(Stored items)
_ _ _ _ _ _ _

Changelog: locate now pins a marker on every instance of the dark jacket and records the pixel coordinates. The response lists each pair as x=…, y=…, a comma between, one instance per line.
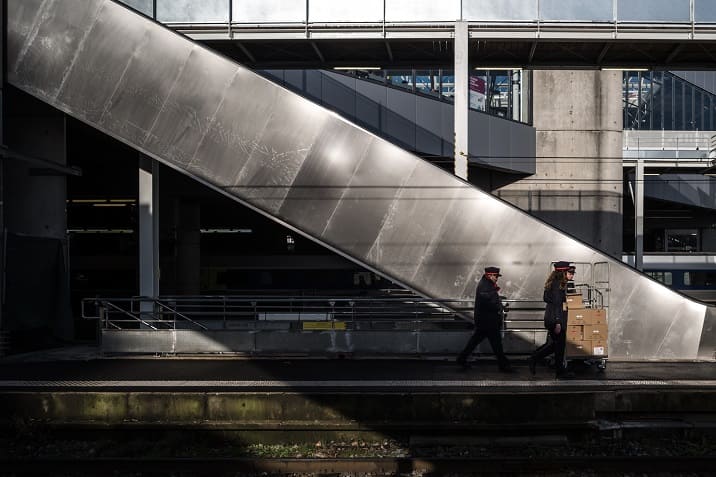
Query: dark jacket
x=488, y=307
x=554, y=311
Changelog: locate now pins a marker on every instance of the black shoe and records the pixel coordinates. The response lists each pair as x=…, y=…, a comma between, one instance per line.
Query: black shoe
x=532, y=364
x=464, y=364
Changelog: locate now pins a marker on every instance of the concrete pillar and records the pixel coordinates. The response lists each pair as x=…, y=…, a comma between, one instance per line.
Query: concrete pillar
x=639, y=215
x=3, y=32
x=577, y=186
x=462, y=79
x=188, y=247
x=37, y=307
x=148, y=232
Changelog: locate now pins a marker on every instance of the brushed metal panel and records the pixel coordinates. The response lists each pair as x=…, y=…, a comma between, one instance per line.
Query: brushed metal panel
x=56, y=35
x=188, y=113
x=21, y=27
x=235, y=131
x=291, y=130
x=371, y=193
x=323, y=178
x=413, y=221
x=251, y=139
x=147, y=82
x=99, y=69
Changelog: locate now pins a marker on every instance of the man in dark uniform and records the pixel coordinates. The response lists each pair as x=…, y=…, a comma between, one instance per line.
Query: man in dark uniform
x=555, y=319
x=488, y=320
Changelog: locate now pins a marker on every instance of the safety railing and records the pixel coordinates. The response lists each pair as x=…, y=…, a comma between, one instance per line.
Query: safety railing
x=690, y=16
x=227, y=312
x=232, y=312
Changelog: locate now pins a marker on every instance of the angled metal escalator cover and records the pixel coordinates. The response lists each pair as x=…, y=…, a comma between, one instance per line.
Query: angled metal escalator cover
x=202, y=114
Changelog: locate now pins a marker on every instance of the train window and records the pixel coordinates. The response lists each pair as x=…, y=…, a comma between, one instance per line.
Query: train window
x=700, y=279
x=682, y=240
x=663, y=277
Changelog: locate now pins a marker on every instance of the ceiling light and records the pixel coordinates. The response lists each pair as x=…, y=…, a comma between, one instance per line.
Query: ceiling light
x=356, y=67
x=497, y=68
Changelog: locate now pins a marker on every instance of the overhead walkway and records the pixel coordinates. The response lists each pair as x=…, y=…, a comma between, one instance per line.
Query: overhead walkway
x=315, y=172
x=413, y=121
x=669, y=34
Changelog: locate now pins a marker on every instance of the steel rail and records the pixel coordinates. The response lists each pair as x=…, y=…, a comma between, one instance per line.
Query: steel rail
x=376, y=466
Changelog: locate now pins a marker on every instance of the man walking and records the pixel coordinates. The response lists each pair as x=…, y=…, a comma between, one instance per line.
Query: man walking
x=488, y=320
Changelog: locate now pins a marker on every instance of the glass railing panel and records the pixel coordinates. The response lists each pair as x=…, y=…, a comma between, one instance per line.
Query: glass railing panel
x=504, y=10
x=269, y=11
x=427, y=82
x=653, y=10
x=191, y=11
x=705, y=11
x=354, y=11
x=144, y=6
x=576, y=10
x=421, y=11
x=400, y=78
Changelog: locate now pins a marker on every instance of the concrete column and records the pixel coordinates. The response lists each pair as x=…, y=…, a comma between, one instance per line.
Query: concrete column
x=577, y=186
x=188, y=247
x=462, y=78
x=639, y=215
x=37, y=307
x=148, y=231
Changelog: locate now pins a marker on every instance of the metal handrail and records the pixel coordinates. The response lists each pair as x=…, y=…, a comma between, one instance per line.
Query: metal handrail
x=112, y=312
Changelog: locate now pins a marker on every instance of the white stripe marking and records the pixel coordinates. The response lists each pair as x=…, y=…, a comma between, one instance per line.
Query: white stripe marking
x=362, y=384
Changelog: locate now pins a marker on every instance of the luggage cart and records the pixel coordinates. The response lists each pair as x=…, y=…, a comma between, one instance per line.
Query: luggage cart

_ _ _ _ _ _ _

WHAT THIS TASK INVOLVES - Of the entries above, repeat exactly the lines from the line with "Query: concrete pillar" through the line with "of the brushed", both of them included.

EXERCISE ANSWER -
Query: concrete pillar
x=639, y=215
x=3, y=32
x=577, y=186
x=462, y=79
x=188, y=247
x=37, y=307
x=148, y=232
Changelog: locate now pins a marker on every instance of the brushed metal panel and records the pixel coordinates. The response lists each pair as x=…, y=…, a comma between, one instance per line.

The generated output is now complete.